-------- Raw records

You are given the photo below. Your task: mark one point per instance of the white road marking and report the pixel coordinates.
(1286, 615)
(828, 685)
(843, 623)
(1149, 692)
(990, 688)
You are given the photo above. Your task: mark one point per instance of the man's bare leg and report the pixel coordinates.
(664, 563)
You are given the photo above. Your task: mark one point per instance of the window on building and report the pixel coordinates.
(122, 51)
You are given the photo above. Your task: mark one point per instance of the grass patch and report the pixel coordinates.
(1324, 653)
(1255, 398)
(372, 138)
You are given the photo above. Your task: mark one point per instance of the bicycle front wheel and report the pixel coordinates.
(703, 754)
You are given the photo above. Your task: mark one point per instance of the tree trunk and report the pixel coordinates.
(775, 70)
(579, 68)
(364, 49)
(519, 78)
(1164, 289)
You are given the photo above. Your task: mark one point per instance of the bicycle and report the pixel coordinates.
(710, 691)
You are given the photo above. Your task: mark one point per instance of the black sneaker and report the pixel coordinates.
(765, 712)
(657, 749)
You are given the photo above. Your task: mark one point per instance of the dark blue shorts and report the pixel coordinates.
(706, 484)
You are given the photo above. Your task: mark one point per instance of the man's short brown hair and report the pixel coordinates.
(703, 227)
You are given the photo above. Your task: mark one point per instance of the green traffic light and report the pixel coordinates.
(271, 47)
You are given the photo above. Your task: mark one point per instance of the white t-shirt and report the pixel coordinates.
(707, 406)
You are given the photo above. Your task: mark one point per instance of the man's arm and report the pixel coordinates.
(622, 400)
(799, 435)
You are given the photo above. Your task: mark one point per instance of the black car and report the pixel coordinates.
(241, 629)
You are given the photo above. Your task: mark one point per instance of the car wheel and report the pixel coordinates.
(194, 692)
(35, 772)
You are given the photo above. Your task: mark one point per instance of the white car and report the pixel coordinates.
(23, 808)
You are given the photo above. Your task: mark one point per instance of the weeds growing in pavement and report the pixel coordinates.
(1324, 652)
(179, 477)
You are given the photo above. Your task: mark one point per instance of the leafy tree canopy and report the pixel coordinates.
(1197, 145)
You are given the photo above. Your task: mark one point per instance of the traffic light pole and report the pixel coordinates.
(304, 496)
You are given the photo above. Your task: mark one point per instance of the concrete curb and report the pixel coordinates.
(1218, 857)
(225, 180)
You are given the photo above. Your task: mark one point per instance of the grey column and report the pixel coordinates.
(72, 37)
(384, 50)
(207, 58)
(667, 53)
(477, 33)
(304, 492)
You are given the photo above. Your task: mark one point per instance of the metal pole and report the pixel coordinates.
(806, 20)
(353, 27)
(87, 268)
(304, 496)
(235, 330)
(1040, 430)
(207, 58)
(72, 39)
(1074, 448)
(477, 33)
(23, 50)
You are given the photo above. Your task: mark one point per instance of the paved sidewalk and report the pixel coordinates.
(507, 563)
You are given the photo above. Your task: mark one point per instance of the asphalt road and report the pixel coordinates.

----------------

_Requirement_
Return all of the records above word for word, with no changes.

_Exercise response_
You are given the photo below. Your task: mark one point per instance of the white road marking and report the pixel coordinates.
(1286, 615)
(828, 685)
(843, 623)
(1149, 692)
(990, 688)
You are given the photo above. Your task: mark one point per instance of the man's bare leg and report the pixel coordinates.
(664, 563)
You are given the photo above. Your task: mark one point per instance of the window on building and report the pixel coordinates.
(122, 51)
You are given the photo above. Your task: mark one point per instance of the grass patch and report the pixel coordinates.
(1324, 653)
(1255, 398)
(372, 138)
You are given the photo above. Your task: mark one point per instance of the bicycle front wheel and report the pixel coordinates.
(703, 754)
You are given the photo above. Your task: mark one point per instance of the tree trunk and report the pixel coordinates.
(775, 70)
(579, 68)
(364, 49)
(519, 78)
(1164, 289)
You are given the photo above. Your task: mark one point per instance of the bicycle and report the pixel coordinates.
(710, 691)
You are given the photo above. Your task: mark one point per instance of the black sneaker and report the pixel coordinates.
(765, 712)
(657, 749)
You are given the photo above. Your task: mark one point per instance of the dark blue shorts and report the pixel coordinates.
(706, 484)
You are given the photo above. Your task: mark one point per instance of the man's short brown hair and report the pixel coordinates.
(703, 227)
You are given the photo above. Your task: mark one point per instance of the green traffic light and report the pixel coordinates.
(271, 47)
You are given the photo above. Your task: mark one point per instance of the white t-shirt and report the pixel coordinates.
(707, 406)
You are given the photo above. Your task: mark one point per instance of the man's arm and report the pixel coordinates.
(622, 400)
(799, 435)
You are given the photo above. Your task: mark one point per instance of the black car and report the pixel coordinates.
(241, 629)
You are given the photo above. Your task: mark one point per instance of the car wheel and report the pixel coordinates.
(194, 692)
(35, 772)
You are given the photo above. Your task: mark one point per instance of the white car and report the pixel coordinates.
(23, 808)
You are given the photo above. Your task: mark one point per instance of the weeds growing in pavement and report the pixel coordinates.
(1324, 652)
(179, 477)
You are given the photo above. Your task: mark one point per instance of the leafy tree canopy and report the pixel coordinates.
(1197, 145)
You are given the photo above. Your task: mark one point per instance of the traffic light pole and report the pixel coordinates.
(304, 496)
You are given the photo above. Your task: mark one point per instance of the concrete curb and report the pixel coordinates.
(1218, 857)
(225, 180)
You are given the photo above. Your task: mark one point per instance of the grey column and report the pixel coordinates.
(72, 37)
(384, 50)
(207, 58)
(667, 53)
(477, 33)
(304, 492)
You are given the photo above. Your task: mark one point per instance of the metal pole and report the pixel coordinates.
(806, 20)
(353, 27)
(87, 268)
(304, 496)
(235, 330)
(1040, 430)
(207, 58)
(72, 39)
(1074, 448)
(477, 33)
(23, 50)
You are given the photo above. Your task: mark one point per instance of the paved sidewalk and report the pixel coordinates.
(507, 563)
You are given the photo above. Your task: mark one point per instance of the asphalt road and report the pixel coordinates.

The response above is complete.